* Begin QUOTED PASSAGE *

= Akihiko Tago =

Japanese astronomer (born 1932)

Akihiko Tago (多胡 昭彦, Tago Akihiko) is a Japanese amateur astronomer.

He co-discovered several comets, including C/1968 H1 (Tago-Honda-Yamamoto), C/1969 T1 (Tago-Sato-Kosaka), C/1987 B1 (Nishikawa-Takamizawa-Tago). At the Satsuki Observatory established in 1996, Tago has supported and encouraged amateur astronomers in Yanahara, Okayama. Asteroid 7830 Akihikotago was named to honor his dedication.

He also discovered several novas, including V1493 Aql (Nova Aquilae 1999), V2275 Cyg (Nova Cygni 2001 no. 2), V574 Pup (Nova Puppis 2004), V2467 Cyg (Nova Cygni 2007) and V459 Vul (Nova Vulpeculae 2007 no.2).

* End QUOTED PASSAGE *

_REQUEST 1_:
Shift every coordinate in the listing below by -100, and write out again the lines of that listing starting at the one containing "One point goes on every instance of the green leaf" and ending at the one containing "x=545 y=549", requests included.
The article on Akihiko Tago and the listing below come from unrelated sources.

* Begin DATA IN THIS EXERCISE *

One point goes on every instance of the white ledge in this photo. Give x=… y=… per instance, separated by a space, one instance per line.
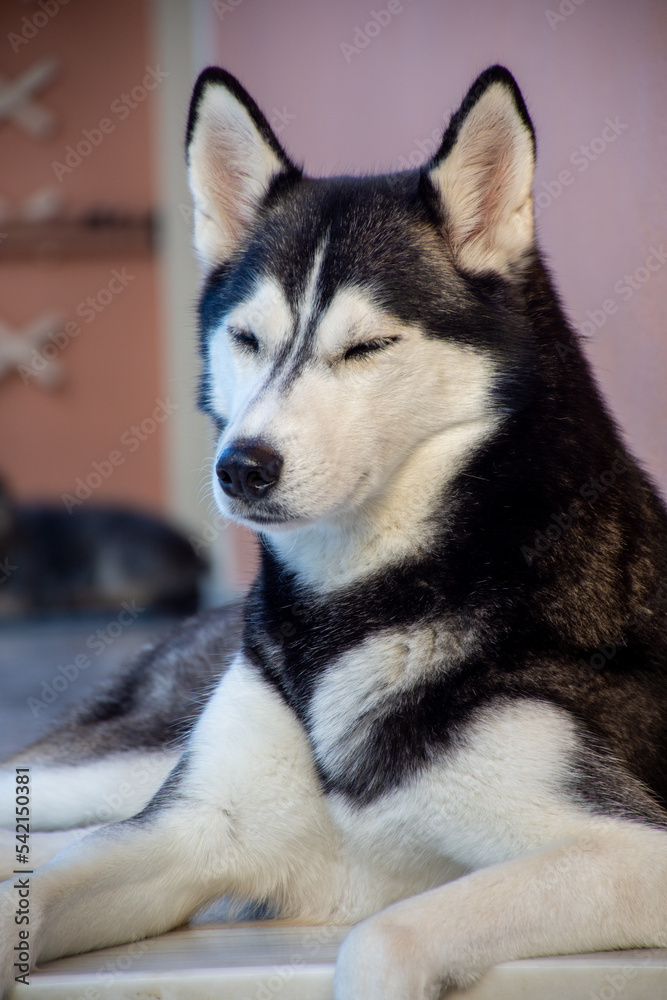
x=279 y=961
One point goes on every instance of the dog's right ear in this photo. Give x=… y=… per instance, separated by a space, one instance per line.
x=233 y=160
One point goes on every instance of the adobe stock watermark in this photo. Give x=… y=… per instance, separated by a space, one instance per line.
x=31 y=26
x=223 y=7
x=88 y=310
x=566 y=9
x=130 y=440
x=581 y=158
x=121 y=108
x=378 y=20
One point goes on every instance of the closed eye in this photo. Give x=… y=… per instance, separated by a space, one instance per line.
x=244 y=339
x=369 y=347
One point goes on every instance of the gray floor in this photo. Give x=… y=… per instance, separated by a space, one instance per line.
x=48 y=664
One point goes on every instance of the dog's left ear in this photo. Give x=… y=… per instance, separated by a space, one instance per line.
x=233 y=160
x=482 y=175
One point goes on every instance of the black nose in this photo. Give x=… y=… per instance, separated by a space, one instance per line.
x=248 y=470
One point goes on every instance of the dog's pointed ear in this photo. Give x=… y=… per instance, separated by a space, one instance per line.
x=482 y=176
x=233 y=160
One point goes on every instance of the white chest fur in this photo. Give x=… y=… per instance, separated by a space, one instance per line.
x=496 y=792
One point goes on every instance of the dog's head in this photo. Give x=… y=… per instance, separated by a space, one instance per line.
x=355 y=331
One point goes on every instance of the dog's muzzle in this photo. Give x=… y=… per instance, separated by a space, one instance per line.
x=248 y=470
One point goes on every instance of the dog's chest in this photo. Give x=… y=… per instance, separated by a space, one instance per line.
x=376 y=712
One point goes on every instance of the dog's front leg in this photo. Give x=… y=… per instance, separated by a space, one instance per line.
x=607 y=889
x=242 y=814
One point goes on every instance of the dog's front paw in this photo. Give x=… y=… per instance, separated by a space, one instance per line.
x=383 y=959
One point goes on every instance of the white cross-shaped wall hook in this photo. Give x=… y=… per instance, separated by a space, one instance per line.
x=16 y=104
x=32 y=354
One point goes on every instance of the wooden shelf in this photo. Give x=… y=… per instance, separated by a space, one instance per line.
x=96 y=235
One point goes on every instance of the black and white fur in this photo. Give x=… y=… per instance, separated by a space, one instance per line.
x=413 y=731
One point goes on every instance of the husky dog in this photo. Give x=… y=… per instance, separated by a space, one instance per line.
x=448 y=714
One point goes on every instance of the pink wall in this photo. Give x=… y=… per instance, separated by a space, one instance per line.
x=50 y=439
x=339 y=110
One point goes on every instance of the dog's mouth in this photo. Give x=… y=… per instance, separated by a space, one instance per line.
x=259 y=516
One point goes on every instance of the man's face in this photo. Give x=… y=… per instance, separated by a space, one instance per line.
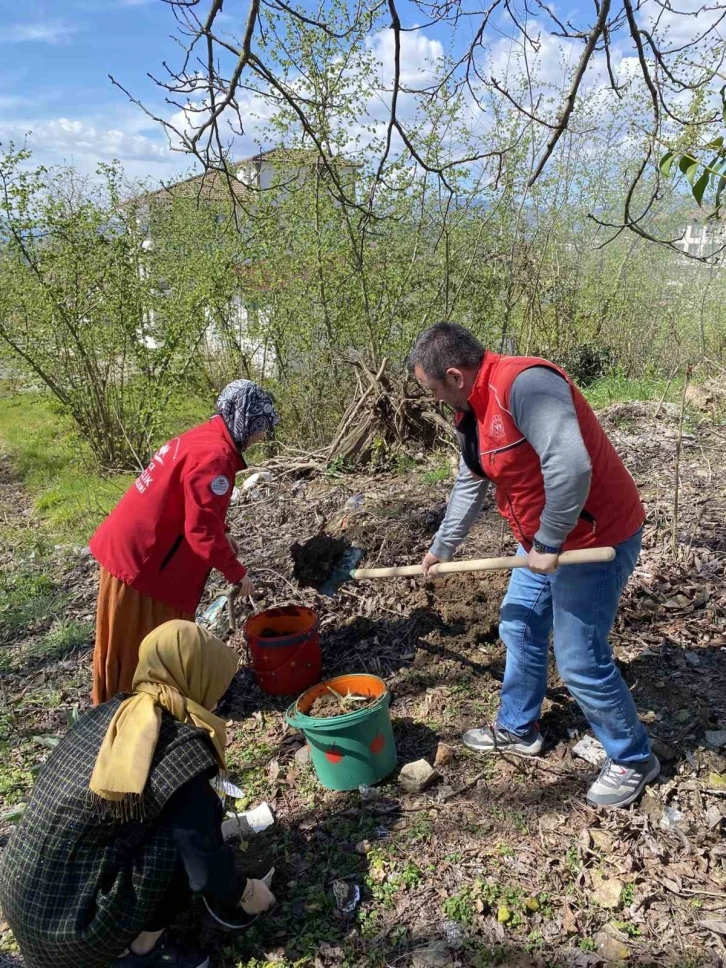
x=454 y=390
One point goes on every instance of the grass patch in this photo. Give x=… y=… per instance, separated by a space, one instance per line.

* End DATA IN THIS EXERCISE *
* Begin DATA IN THIS EXERCISE *

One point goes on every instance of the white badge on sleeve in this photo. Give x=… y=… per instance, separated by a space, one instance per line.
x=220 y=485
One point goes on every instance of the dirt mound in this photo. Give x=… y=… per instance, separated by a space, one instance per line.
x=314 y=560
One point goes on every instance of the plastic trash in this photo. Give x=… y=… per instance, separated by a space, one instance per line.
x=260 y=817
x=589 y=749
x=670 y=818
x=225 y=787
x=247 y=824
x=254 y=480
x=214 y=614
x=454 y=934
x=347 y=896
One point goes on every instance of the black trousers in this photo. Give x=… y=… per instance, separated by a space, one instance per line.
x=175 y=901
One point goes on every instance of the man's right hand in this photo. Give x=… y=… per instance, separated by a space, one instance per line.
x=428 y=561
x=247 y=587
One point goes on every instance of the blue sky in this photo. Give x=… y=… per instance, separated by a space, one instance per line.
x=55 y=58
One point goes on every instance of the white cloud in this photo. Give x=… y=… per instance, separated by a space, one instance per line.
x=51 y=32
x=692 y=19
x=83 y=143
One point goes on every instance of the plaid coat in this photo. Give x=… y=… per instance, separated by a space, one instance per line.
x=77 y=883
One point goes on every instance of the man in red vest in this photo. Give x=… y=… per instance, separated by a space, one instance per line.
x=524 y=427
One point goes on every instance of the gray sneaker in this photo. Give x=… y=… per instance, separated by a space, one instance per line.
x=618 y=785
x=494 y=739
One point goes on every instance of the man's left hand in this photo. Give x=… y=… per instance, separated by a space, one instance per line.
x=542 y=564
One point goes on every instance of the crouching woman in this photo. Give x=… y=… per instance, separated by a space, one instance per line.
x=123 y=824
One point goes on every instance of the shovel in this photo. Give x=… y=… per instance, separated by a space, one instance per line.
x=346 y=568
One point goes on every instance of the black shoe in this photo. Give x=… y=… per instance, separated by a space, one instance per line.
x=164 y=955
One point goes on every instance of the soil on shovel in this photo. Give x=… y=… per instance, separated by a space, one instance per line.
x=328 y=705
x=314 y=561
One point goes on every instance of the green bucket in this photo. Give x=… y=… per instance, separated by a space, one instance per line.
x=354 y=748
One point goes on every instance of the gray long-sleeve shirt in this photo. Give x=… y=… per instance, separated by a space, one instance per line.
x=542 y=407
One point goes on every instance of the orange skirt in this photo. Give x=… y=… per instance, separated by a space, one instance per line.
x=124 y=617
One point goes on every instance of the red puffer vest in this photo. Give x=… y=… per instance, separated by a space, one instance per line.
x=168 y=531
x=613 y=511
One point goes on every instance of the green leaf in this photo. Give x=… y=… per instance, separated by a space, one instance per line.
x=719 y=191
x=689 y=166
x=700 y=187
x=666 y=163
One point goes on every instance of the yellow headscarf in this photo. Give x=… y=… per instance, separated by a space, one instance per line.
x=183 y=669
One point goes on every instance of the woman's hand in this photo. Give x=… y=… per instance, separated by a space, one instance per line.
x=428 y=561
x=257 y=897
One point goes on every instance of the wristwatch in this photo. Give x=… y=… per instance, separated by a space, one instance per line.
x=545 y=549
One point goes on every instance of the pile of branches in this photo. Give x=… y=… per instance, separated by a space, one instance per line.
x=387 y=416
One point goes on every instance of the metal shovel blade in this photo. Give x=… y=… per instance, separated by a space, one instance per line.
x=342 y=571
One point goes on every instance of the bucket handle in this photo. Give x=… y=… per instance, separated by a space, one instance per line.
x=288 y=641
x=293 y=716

* End DATA IN THIS EXERCISE *

_REQUEST 2_:
Answer these questions from the Akihiko Tago article:
(a) In what year was the Satsuki Observatory established?
(b) Which asteroid was named to honor his dedication?
(c) Which nova is given as Nova Puppis 2004?

_WRITTEN ANSWER 1_:
One point goes on every instance of the green leaf in this photo. Give x=… y=… per instance, separated by a space, one instance per line.
x=619 y=91
x=589 y=66
x=600 y=87
x=566 y=63
One point goes on every instance of the yellow headscarf in this photo. Give x=… y=… per instance, separated by a space, one instance per line.
x=83 y=569
One point goes on every instance of the woman's hand in this photo. Give x=… y=… per instance, separated by a space, one instance per line.
x=328 y=461
x=157 y=797
One point goes on every instance of the wristwatch in this photo. Give x=… y=… per instance, separated by a space, one instance per line.
x=445 y=449

_WRITTEN ANSWER 2_:
(a) 1996
(b) 7830 Akihikotago
(c) V574 Pup